Selected excerpt ->
When she was 5 years old Anna Redgrave's parents were told she would never achieve success. In her first year at university she failed three papers.
But then, Ms Redgrave began to learn about a condition called Attention Deficit Hyperactivity Disorder (ADHD) - first hearing about the disorder during a psychology lecture.
"As (the lecturer spoke) I just thought oh, that describes me. I guess I felt a little excited. I always knew I was different.
"I finally worked out that this square peg actually had its very own square hole," the 36-year-old said.
Last week, Ms Redgrave graduated with a master of counselling (hons) from the University of Auckland's faculty of education and social work with first-class honours.
She was drawn to study after many years working in the information and communications technology industry.
She said getting the masters degree was a thrill and a relief. "It was exhausting work - especially with ADHD."
Symptoms of ADHD include inattention, impulsivity and hyperactivity, which occur in varying levels of severity dependent on the person. Ms Redgrave chose not to medicate her disorder, which would help her focus on study.
"Every year my grades got a little better as I learned strategies to cope with ADHD, and how to study. I also have an amazing and supportive husband who taught me a few study tricks. By the time I graduated I received first-class honours. That was awesome, absolutely awesome."
Ms Redgrave, from Mt Eden, now works as a counsellor, with her own practice focusing on three areas including issues with invisible diagnosis such as ADHD, individuals experiencing workplace problems, and working with survivors of trauma.
"As a counsellor I work with both adolescents and adults. For clients with ADHD, recognition of an adult diagnosis is very recent and it presents quite differently than in children.
"It is an area of neurological difference that has received very little focus from research and supportive services."
She also helps facilitate Facebook groups on behalf of the NZ ADHD Association. In 10 years she hopes to be a public speaker.
In her past career she attended speeches by Bryce Courtenay and Sir Edmund Hillary among others that inspired her to make changes to her career and set upon the direction she is now following.
"I would like to inspire others to embrace their difference, not only look at the negatives, but seek out how they might be turned into positives," she said.
In the meantime she may go on to study clinical psychology.
What is it
•Attention deficit hyperactivity disorder is a behavioural condition - it doesn't mean your child is just being naughty.
•It affects between 2 and 5 per cent of kids.
•ADHD was first described about 100 years ago but is no more prevalent now, just better recognised.
•Signs in children can include overactivity and inattention.
•If you think your child might have ADHD, talk to your GP or other health professional.

What to do ->
**1)** Answer these questions from the article about Anna Redgrave:
(a) How old was she when her parents were told she would never achieve success?
(b) What degree did she graduate with, and from which faculty?
(c) What proportion of children does ADHD affect?
**2)** Using the article about Anna Redgrave, explain in one to three sentences why her grades improved each year.
The items can be set aside; they are not needed here.

Dataset excerpts ->
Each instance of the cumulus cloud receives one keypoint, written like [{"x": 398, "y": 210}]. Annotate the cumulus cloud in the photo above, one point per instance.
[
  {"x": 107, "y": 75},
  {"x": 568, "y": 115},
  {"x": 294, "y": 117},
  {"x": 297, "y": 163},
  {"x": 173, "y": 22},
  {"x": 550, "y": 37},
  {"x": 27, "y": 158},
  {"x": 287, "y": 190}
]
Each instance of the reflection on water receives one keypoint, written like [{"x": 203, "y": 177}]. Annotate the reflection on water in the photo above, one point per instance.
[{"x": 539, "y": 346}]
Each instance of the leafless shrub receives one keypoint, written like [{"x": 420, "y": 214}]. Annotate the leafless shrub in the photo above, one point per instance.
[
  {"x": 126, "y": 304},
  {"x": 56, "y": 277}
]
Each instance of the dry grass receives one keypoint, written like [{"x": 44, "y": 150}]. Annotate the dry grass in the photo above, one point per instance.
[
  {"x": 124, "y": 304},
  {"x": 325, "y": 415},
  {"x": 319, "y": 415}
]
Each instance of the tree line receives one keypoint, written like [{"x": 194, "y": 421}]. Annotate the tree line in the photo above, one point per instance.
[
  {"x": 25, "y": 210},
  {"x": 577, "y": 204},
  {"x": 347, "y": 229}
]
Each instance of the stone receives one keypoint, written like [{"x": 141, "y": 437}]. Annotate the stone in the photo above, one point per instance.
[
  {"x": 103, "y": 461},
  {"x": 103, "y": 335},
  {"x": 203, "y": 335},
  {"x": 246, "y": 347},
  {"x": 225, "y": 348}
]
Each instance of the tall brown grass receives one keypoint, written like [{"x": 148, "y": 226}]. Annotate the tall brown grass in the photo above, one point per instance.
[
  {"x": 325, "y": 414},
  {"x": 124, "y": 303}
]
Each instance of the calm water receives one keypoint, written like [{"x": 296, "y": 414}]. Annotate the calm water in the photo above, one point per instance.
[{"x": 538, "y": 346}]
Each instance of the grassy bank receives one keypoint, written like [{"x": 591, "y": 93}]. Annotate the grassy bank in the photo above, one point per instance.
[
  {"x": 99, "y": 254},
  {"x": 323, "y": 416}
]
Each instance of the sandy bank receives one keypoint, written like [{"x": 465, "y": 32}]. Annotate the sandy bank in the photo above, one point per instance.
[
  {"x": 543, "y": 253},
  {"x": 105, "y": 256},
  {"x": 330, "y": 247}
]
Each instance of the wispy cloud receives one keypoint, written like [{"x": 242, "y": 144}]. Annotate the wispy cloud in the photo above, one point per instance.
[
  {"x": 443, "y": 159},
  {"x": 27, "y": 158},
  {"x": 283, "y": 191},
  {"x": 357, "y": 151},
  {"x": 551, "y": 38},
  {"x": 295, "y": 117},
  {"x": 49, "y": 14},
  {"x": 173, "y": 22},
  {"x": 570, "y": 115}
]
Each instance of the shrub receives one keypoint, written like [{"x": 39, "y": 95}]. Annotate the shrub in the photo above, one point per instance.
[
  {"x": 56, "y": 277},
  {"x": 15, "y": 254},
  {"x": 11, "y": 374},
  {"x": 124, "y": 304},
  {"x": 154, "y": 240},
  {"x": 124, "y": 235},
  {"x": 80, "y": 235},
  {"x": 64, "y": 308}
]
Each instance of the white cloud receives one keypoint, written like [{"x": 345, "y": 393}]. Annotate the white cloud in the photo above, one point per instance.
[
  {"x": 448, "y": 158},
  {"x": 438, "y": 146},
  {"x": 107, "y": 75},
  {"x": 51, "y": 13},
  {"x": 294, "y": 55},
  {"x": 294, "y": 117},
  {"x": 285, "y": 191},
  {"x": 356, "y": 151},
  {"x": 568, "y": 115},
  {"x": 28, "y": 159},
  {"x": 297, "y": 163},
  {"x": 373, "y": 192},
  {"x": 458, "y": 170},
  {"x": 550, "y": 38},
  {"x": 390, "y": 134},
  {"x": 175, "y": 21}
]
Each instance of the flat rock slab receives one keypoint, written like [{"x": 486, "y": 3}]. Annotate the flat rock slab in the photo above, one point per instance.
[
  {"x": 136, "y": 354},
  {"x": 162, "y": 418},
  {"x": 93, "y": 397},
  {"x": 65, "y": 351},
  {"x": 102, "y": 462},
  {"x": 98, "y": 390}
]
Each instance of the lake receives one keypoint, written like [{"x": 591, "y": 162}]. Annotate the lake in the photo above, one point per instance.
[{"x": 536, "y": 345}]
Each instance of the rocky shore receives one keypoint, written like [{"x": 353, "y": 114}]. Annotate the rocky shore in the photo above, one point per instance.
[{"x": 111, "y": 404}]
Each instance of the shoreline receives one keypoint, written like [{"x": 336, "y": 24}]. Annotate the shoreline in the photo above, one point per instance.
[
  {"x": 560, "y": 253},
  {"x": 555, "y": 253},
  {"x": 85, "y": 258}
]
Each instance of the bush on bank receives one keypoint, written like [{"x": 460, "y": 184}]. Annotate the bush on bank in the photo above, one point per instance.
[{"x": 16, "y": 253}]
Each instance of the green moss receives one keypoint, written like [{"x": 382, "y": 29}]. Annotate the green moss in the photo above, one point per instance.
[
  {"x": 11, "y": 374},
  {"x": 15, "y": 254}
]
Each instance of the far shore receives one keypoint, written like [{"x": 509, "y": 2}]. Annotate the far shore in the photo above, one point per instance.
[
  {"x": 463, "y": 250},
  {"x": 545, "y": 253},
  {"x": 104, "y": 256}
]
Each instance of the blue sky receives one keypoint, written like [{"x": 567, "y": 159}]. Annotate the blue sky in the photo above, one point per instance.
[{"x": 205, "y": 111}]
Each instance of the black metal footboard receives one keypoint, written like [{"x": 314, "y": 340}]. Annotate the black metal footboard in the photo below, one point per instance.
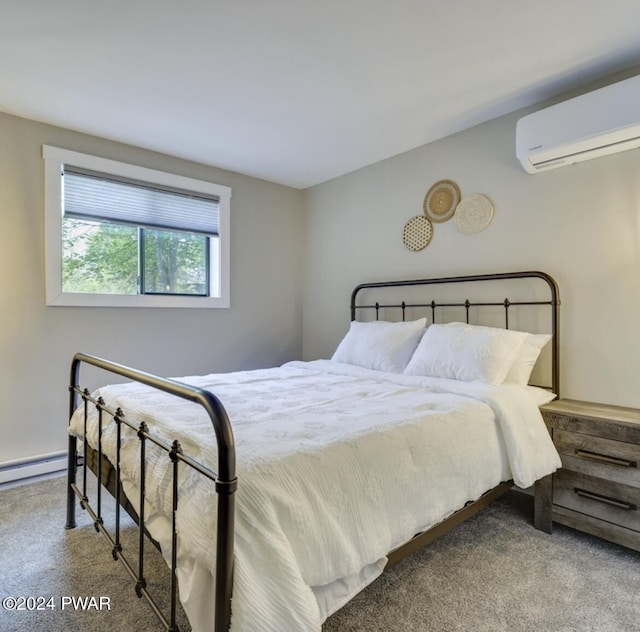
[{"x": 225, "y": 481}]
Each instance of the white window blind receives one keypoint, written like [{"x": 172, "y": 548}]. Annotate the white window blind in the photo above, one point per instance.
[{"x": 94, "y": 195}]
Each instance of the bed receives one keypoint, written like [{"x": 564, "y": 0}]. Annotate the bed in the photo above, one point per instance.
[{"x": 344, "y": 466}]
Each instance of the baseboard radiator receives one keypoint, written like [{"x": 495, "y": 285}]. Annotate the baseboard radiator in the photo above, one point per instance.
[{"x": 32, "y": 466}]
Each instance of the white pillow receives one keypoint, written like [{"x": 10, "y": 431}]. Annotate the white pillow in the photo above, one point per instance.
[
  {"x": 471, "y": 353},
  {"x": 380, "y": 345},
  {"x": 526, "y": 359}
]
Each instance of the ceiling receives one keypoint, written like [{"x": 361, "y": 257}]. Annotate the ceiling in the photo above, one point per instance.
[{"x": 299, "y": 91}]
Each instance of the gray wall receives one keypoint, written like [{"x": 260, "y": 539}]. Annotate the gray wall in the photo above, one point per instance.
[
  {"x": 262, "y": 328},
  {"x": 578, "y": 223}
]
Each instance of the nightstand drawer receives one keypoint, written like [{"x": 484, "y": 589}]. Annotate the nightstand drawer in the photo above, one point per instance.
[
  {"x": 597, "y": 497},
  {"x": 605, "y": 458}
]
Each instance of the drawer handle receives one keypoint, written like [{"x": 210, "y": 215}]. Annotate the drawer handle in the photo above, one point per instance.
[
  {"x": 621, "y": 504},
  {"x": 604, "y": 458}
]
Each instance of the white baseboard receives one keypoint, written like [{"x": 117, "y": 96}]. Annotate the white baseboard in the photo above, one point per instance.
[{"x": 34, "y": 466}]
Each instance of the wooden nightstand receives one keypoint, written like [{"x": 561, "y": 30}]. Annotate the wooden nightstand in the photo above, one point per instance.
[{"x": 597, "y": 490}]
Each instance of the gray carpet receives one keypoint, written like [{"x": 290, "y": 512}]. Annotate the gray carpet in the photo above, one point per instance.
[{"x": 494, "y": 573}]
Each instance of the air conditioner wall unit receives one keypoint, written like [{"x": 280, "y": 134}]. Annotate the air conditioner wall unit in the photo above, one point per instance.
[{"x": 602, "y": 122}]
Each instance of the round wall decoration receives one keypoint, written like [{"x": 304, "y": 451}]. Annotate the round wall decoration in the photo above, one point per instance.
[
  {"x": 474, "y": 213},
  {"x": 441, "y": 200},
  {"x": 417, "y": 233}
]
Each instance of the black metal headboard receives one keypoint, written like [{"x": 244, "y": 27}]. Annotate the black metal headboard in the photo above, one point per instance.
[{"x": 433, "y": 306}]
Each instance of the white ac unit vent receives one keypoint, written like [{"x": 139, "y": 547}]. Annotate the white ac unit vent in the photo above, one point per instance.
[{"x": 602, "y": 122}]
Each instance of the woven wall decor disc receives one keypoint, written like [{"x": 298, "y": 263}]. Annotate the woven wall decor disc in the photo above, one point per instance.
[
  {"x": 441, "y": 200},
  {"x": 417, "y": 233},
  {"x": 474, "y": 213}
]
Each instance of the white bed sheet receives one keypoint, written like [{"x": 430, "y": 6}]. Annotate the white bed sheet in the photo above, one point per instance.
[{"x": 337, "y": 465}]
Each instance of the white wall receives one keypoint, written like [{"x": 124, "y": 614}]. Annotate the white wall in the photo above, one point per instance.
[
  {"x": 579, "y": 223},
  {"x": 262, "y": 328}
]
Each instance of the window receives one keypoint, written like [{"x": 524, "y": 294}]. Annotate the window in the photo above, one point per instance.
[{"x": 121, "y": 235}]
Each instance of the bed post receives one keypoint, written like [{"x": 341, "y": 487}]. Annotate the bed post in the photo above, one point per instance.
[{"x": 72, "y": 450}]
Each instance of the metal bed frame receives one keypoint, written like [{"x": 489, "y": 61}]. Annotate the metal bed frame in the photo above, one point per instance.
[{"x": 108, "y": 474}]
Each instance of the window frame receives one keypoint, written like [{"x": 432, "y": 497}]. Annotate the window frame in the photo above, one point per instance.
[{"x": 219, "y": 250}]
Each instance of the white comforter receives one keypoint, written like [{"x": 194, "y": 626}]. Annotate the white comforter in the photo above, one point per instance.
[{"x": 337, "y": 465}]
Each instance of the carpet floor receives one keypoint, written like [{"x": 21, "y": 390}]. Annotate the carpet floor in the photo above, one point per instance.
[{"x": 494, "y": 573}]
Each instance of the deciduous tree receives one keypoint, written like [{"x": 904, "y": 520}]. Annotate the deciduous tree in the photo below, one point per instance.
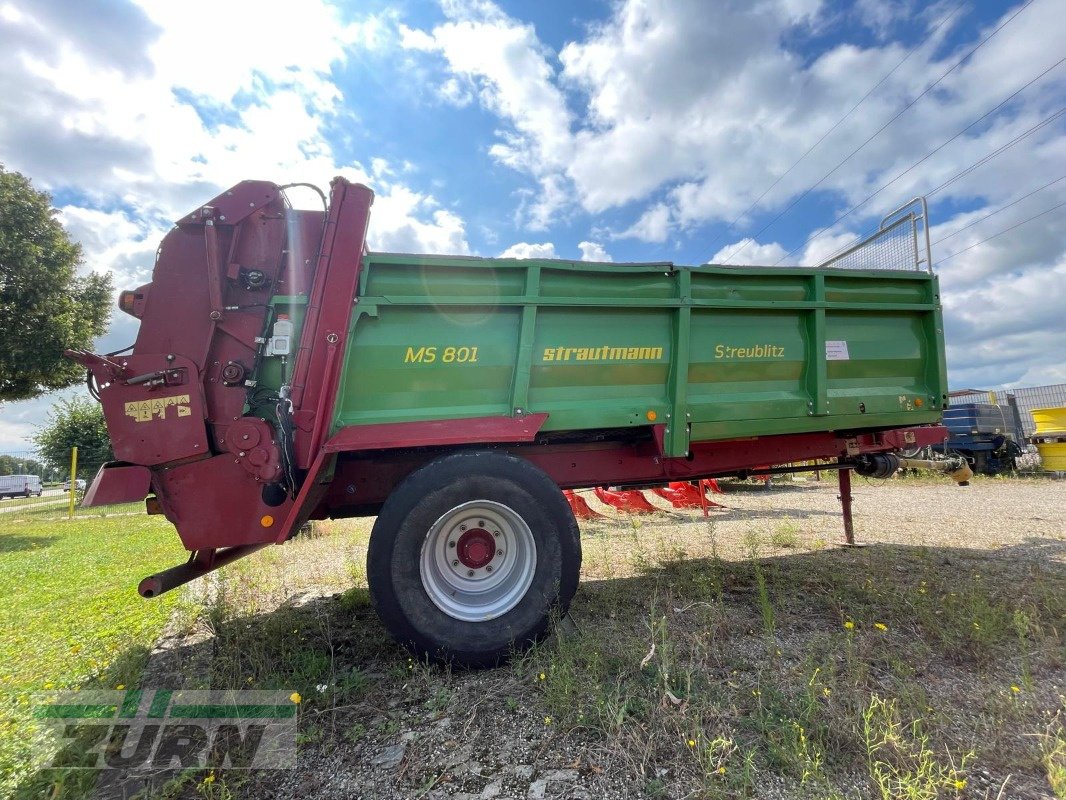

Answers provided ->
**1)**
(a) She was 5 years old.
(b) She graduated with a master of counselling (hons), with first-class honours, from the University of Auckland's faculty of education and social work.
(c) It affects between 2 and 5 per cent of children.

**2)** Her grades improved each year because she learned strategies for coping with ADHD and learned how to study. Her husband also taught her a few study tricks.